Reading passage:
Hospice care

U.S.A. Massachusetts

Published

I have worked in Hospice for 29 years. It has changed over time, some for the better, some no so much. Mostly I worked in small community based organizations, but recently moved and was offered a position with a corporate owned Hospice that also owns most of the facilities where our patients are located. Good pay, NO weekends or on call. How could I not accept.

The facilities were not the best, but the staff seemed friendly. From the first week on the job the aides started complaining about the patients being abused. I started looking into it and discovered the abuse was rampart. Patients in urine soaked beds for long periods of time, no supplies or linens for the hospice aides to do personal care, pressure ulcers left untreated, it was a nightmare. I went to the DON of the facility who was friendly and pretended to be concerned, but I could see it was fake. I went to my boss who basically told me our companies were married, there wasn't much they could do, and to my surprise the aides who had come to me with their concerns were fired.

I spoke to one of the social workers who told me there were lawsuits against the Hospice for wrongful termination, and the staff never lasted long because whenever they spoke or filed a complaint they were fired. I was totally shaken to the core by what I witnessed. I wonder what price I will pay for going to the department of public health. I'm told dozens of complaints have been filed by the staff before me and everything has come back unfounded. Please say a prayer for me.

Specializes in Hospice.

I know big brother is watching this site. The Hospice that I have a lawsuit against after they fired me for being a whistleblower, has sent me threatening letters that they will sue me for slander if I mention their name. Wonder how they know it's me...........

Big Brother has Big Money and knows it all if it wants to. Get your ducks in order before taking on a high-profile organization, or rather a corporation that gives the impression that they are all about the person. Most people will look to them as the good guys.

Stored data entries:

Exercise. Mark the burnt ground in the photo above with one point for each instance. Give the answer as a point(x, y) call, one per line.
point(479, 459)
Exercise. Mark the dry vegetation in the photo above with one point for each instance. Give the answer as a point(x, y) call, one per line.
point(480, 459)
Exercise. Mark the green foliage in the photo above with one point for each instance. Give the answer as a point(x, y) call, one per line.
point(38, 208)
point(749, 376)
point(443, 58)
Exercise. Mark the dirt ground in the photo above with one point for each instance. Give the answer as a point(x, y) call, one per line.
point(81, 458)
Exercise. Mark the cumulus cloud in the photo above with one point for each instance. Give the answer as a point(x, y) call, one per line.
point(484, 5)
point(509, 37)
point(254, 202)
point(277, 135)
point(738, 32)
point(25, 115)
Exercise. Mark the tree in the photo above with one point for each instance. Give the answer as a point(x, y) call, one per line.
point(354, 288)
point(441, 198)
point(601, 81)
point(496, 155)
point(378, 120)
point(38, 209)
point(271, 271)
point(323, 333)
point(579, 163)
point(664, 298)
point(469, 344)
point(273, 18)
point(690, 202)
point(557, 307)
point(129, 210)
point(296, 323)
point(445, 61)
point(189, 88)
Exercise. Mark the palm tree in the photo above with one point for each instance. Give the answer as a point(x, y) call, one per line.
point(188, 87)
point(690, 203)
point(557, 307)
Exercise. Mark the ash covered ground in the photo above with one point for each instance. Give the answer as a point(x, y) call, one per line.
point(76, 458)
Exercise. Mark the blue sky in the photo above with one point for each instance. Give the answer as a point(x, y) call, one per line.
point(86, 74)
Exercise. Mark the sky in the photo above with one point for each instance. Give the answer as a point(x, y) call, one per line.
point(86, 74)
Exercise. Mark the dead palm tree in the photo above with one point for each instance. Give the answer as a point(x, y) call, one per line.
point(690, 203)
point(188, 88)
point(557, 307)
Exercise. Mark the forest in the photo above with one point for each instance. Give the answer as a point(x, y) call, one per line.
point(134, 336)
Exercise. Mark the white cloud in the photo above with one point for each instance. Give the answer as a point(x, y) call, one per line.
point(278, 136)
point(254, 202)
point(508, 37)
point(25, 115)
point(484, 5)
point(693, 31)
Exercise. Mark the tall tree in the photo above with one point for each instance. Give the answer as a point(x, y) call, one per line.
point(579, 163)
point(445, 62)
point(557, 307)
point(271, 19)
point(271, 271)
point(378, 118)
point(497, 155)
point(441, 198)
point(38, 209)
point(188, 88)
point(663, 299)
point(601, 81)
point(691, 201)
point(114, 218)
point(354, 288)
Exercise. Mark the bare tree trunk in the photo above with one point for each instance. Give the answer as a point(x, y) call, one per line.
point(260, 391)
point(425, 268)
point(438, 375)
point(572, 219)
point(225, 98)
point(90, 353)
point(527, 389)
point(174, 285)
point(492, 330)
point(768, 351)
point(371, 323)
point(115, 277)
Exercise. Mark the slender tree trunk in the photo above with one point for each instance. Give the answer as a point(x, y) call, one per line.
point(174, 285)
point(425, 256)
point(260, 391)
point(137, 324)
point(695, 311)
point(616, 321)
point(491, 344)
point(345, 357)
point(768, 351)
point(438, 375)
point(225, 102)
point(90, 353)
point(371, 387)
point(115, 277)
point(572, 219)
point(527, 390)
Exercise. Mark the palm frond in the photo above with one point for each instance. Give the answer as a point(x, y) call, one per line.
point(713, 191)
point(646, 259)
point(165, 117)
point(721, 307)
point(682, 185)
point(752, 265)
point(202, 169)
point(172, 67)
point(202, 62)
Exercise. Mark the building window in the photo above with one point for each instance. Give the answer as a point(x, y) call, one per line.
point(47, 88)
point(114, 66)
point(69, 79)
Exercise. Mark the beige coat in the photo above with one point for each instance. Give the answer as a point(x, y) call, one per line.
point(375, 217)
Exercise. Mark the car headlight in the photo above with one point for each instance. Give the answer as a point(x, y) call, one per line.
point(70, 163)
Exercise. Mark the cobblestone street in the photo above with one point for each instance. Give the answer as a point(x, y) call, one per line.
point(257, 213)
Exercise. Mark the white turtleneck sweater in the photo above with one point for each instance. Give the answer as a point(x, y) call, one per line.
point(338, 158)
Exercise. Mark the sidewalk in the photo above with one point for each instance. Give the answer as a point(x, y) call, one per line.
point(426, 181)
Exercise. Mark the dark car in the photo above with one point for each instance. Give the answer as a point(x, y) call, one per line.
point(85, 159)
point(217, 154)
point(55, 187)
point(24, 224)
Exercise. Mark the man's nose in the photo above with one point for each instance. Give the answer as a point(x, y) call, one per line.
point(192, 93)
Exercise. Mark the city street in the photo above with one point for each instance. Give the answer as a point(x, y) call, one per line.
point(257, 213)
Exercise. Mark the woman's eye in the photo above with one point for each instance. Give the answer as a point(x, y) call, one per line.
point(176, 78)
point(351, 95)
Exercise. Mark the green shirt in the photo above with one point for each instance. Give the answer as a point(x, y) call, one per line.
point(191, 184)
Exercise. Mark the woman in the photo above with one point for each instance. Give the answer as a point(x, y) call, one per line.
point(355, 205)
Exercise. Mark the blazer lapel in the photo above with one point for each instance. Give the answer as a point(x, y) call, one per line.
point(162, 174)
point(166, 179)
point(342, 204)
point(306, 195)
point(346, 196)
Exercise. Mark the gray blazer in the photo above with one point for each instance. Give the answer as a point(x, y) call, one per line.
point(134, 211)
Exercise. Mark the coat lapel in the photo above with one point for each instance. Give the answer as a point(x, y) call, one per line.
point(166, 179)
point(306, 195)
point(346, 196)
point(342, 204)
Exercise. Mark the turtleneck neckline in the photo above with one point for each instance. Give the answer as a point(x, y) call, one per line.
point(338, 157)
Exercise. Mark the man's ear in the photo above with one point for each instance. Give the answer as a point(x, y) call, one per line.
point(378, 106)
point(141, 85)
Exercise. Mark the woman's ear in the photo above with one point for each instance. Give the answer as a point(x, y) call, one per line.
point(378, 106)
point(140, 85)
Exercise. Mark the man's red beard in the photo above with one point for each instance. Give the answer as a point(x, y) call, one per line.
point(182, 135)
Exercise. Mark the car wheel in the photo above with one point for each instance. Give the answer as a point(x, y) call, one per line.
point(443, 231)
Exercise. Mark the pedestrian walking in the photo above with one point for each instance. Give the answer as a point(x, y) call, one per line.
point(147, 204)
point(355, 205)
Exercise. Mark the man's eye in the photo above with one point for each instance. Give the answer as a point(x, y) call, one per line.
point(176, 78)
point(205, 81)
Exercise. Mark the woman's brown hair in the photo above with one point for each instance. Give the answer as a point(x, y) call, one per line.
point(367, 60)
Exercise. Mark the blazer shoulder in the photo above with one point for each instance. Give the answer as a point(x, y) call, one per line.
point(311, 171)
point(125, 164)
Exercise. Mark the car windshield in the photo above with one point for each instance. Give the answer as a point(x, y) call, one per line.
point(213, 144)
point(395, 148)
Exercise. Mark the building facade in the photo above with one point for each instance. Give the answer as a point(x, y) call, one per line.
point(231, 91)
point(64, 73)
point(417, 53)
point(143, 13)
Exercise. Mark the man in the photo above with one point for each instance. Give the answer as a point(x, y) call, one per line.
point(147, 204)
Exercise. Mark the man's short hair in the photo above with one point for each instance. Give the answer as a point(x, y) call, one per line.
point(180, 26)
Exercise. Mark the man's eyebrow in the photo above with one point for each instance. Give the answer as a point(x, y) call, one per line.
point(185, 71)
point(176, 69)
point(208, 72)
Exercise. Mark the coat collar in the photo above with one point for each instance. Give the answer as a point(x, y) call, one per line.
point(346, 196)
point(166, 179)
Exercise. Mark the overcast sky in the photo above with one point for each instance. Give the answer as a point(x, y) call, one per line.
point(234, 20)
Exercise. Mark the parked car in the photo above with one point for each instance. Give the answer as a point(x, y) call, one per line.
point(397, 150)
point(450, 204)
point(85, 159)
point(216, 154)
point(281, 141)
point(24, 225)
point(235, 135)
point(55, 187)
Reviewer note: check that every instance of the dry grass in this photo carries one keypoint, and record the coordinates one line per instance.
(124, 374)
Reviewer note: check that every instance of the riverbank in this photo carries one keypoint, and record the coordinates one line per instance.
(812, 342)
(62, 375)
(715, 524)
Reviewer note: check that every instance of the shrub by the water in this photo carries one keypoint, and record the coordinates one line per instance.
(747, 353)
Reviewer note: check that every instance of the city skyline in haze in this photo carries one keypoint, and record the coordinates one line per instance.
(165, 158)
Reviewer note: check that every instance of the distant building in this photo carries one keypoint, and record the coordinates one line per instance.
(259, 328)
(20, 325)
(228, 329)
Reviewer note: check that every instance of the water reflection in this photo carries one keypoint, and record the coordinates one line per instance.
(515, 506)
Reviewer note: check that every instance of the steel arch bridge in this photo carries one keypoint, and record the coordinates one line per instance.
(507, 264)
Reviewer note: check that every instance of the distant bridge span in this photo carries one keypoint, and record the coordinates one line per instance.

Problem set:
A. Condense the paragraph of the hospice care text that begins "The facilities were not the best" into a bulleted list that keeps its main facts.
B. What benefits of the position at the corporate-owned Hospice does the hospice care text name? List them all.
C. Resume the hospice care text right after its final sentence.
These rows have no connection to the hospice care text.

Responses by task:
A.
- The facilities were poor, but the staff seemed friendly.
- From the first week, the aides complained that patients were being abused.
- The writer found widespread abuse: patients left in urine-soaked beds for long periods, no supplies or linens for hospice aides to give personal care, and pressure ulcers left untreated.
- The facility's DON seemed friendly and pretended to be concerned, but the writer could see it was fake.
- The writer's boss said the two companies were "married" and little could be done.
- The aides who had raised the concerns were fired.

B.
- Good pay
- No weekends
- No on call

C.
Specializes in Hospice.

My ducks are armed and ready. I have charts for months documenting patient abuse before I even started working there, I have charts documenting a patient crying in pain, nursing home staff documenting patient in pain over a 3 month period and calling the Hospice with replies from the DON & Clinical director. "Patient not in pain, it's a behavioral issue" followed by a dx of fractured bones from falling out of bed. I have documentaion of wrong medications given, patients being admitted after MD's note in chart "let's try to find a way to get this patient on Hospice to help facility" and on and on. The nursing home was pretty bad, but it was the administration to blame there as well. The staff was just totally unqualified. The nurses hadn't had training in many many years. They didn't even know basic first aide in some cases. The 11-7 nurse was a young kid who brought her 7 year old son to work at night and he slept on the floor at the nurses station. Very sad all around.

Civ

you NEED the best lawyer. I have been on a medical trial where I believed the patient. She was suing a nurse who was represented by the hospital. The patient lost. Most people do not want to believe such poor care exists as then they have to think about their loved ones or themselves and no one wants to. Was this place accredited? That is another issue. If so, it "passed" for medi-care, medi-cal, etc. I wish you luck. And even if you do not win, you win by letting others know that things do not work in healthcare as they may believe. My dad was at a supposedly "top skilled nursing" for three weeks before I yanked him out. In three weeks he was filthy, feces in his nails, dirty clothes, infection in his mouth because they did not take out his partial at night, and was put in bed medicated with his heavy shoes on. I was disgusted and his doc said "that is a great place". So, the doc was clueless. I hope to see you win and see this in the papers. I wish I had gone to the papers regarding how my mom was almost killed on hospice. They saw an old woman in pain (no illness) and sedated her where they told me she had a stroke and "was gone". That was 18 mo ago and she is right now sitting in my rocking chair reading and comprehending a book!